On 11/2/2015 4:30 PM, Arnd Bergmann wrote:
> On Saturday 31 October 2015 02:51:46 Sinan Kaya wrote:
>> On 10/30/2015 5:34 AM, Arnd Bergmann wrote:
>>> On Thursday 29 October 2015 23:08:12 Sinan Kaya wrote:
>>>> diff --git a/Documentation/devicetree/bindings/dma/qcom_hidma_mgmt.txt b/Documentation/devicetree/bindings/dma/qcom_hidma_mgmt.txt
>>>> +
>>>> +static int qcom_hidma_mgmt_err_open(struct inode *inode, struct file *file)
>>>> +{
>>>> +	return single_open(file, qcom_hidma_mgmt_err, inode->i_private);
>>>> +}
>>>> +
>>>> +static const struct file_operations qcom_hidma_mgmt_err_fops = {
>>>> +	.open = qcom_hidma_mgmt_err_open,
>>>> +	.read = seq_read,
>>>> +	.llseek = seq_lseek,
>>>> +	.release = single_release,
>>>> +};
>>>> +
>>>> +static ssize_t qcom_hidma_mgmt_mhiderr_clr(struct file *file,
>>>> +	const char __user *user_buf, size_t count, loff_t *ppos)

## SUPPLIED RECORDS
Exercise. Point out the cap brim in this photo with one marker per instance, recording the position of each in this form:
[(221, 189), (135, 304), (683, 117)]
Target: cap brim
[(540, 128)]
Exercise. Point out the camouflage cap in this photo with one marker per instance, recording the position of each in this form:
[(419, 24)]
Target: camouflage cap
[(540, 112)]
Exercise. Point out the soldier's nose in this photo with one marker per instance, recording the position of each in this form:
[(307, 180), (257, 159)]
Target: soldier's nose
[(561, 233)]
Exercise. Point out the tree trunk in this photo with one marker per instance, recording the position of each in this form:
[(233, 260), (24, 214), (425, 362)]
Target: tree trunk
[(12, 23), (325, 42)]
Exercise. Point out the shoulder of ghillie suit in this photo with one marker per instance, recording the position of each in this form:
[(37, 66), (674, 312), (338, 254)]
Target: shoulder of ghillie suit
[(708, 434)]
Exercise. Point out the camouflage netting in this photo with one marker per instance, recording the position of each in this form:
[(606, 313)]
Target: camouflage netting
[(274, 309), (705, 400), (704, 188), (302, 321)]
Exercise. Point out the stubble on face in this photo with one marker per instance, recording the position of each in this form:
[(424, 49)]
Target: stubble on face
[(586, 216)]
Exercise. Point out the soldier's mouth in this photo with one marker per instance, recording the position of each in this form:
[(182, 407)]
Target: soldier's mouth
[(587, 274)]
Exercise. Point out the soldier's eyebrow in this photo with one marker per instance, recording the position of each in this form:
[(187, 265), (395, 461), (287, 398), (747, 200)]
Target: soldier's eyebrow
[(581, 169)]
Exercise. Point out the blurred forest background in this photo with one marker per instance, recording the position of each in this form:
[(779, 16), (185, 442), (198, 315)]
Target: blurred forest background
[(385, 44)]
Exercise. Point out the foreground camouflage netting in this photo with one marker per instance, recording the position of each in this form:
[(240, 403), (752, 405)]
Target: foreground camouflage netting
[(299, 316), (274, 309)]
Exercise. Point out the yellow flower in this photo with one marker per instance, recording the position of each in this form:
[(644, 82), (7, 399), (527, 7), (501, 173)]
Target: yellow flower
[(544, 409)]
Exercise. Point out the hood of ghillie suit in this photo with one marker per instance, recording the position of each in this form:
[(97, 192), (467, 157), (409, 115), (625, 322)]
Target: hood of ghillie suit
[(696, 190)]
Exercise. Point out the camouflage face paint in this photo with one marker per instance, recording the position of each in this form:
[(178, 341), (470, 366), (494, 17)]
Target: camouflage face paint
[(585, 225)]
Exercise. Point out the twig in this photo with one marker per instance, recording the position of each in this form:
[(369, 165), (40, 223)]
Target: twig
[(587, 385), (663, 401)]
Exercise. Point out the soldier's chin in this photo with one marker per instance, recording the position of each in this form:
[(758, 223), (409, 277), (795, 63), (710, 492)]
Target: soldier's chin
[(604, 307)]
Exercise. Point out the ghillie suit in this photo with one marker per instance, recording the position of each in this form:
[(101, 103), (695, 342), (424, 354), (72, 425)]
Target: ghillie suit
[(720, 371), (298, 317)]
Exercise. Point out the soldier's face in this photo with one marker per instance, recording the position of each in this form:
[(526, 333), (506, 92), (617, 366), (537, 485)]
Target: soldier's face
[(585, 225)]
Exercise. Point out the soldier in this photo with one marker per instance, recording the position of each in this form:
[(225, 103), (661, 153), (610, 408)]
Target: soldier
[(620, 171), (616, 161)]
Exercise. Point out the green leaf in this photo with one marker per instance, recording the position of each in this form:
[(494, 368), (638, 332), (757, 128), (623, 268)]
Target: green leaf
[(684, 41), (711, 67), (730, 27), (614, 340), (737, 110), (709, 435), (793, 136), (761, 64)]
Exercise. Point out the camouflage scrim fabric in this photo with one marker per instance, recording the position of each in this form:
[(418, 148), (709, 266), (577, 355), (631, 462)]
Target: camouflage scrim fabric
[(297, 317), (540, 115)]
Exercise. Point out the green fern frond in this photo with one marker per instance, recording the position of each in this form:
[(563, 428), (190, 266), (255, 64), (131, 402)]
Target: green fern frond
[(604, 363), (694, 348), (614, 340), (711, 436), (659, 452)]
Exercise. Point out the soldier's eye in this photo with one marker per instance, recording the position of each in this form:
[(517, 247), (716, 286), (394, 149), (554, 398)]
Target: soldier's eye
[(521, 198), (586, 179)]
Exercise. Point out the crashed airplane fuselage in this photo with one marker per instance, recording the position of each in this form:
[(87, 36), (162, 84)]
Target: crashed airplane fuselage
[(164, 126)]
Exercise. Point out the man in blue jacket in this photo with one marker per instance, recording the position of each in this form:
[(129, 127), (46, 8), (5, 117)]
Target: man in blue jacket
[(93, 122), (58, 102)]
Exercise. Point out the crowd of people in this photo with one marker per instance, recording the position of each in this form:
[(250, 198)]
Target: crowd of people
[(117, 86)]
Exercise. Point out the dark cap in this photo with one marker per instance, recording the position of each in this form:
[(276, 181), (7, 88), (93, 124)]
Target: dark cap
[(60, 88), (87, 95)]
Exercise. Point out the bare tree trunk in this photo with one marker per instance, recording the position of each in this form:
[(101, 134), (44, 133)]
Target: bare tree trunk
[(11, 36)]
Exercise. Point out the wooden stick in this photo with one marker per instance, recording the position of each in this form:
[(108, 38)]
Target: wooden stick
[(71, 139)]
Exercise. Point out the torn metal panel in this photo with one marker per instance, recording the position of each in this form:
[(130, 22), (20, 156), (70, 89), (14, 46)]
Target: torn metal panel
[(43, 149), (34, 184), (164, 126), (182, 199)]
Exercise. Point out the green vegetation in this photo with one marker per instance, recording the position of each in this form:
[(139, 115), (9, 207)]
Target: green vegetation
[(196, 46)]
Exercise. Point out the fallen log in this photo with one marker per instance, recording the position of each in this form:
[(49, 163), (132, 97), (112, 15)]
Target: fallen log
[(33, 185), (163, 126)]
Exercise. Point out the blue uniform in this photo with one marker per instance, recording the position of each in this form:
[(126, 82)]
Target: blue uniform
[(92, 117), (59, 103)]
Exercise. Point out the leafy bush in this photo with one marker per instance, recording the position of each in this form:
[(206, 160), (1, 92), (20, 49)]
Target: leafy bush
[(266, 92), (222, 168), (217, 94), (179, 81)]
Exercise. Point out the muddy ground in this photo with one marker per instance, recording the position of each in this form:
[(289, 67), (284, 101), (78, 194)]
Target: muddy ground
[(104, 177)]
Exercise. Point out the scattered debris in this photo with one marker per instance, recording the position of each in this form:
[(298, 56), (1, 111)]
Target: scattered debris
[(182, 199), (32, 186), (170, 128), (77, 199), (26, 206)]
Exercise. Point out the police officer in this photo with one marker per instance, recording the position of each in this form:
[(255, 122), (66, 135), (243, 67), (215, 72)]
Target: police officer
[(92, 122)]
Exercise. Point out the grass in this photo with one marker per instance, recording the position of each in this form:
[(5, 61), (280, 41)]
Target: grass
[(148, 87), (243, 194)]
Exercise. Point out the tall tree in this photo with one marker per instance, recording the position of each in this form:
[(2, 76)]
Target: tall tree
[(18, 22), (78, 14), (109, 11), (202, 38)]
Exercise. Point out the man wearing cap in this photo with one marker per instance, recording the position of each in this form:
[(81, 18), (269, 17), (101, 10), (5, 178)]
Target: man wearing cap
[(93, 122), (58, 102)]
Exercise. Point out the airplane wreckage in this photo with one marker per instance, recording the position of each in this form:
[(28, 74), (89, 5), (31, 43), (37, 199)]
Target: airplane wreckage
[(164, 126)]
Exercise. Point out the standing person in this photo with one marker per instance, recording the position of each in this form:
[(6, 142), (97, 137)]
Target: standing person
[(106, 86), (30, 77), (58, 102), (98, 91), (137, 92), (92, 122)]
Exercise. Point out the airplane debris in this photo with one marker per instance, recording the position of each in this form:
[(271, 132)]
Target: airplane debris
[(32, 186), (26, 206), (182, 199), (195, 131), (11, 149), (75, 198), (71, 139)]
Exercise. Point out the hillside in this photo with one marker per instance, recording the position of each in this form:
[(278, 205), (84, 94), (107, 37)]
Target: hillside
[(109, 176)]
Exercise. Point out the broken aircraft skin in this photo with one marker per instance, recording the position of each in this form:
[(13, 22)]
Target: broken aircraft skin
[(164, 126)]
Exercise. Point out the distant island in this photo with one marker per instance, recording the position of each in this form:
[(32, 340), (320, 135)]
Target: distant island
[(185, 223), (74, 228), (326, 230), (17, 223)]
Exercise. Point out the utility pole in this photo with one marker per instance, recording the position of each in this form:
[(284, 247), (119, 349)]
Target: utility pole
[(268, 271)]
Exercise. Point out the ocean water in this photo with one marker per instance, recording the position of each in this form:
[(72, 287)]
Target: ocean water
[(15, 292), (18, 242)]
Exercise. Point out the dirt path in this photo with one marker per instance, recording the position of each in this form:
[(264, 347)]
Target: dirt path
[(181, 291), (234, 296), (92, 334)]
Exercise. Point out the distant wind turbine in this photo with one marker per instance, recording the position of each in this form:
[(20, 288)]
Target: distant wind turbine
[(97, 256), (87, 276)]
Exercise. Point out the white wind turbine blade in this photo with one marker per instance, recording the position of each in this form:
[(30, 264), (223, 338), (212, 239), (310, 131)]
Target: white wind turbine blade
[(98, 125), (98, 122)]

## TASKS AND EXERCISES
1. In the HIDMA patch email, at what date and time did Arnd Bergmann write the most recent message?
2. In the HIDMA patch email, rewrite the block beginning "static const struct file_operations qcom_hidma_mgmt_err_fops" as a list of each field and the value assigned to it.
3. Continue the HIDMA patch email from the point where it stops.

## RESULTS OF THE EXERCISE
1. 11/2/2015 at 4:30 PM

2.
- open: qcom_hidma_mgmt_err_open
- read: seq_read
- llseek: seq_lseek
- release: single_release

3.
>>>> +{
>>>> +	struct qcom_hidma_mgmt_dev *mgmtdev = file->f_inode->i_private;
>>>> +
>>>> +	HIDMA_RUNTIME_GET(mgmtdev);
>>>> +	writel(1, mgmtdev->dev_virtaddr + MHID_BUS_ERR_CLR_OFFSET);
>>>> +	HIDMA_RUNTIME_SET(mgmtdev);
>>>> +	return count;
>>>> +}
>>>> +
>>>> +static const struct file_operations qcom_hidma_mgmt_mhiderr_clrfops = {
>>>> +	.write = qcom_hidma_mgmt_mhiderr_clr,
>>>> +};
>>>
>>> Is this really just a debugging interface? If anyone would do this
>>> for normal operation, it needs to be a proper API.
>>>
>> This will be used by the system admin to monitor/reset the execution
>> state of the DMA channels. This will be the management interface.
>> Debugfs is probably not the right choice. I originally had sysfs but
>> than had some doubts. I'm open to suggestions.
>
> User interface design is unfortunately always hard, and I don't have
> an obvious answer for you.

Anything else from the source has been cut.